Aşağıdaki listede "point" dizgesini içeren bütün satırları bir araya getirin. Büyük ve küçük harf ayrımı dikkate alınmalıdır.

**Verilen malzeme**
▬▬▬

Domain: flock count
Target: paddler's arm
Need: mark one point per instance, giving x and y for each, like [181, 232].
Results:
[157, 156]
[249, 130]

▬▬▬

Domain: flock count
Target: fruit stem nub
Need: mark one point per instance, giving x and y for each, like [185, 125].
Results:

▬▬▬

**Görevin sonucu**
Need: mark one point per instance, giving x and y for each, like [181, 232].
Need: mark one point per instance, giving x and y for each, like [185, 125].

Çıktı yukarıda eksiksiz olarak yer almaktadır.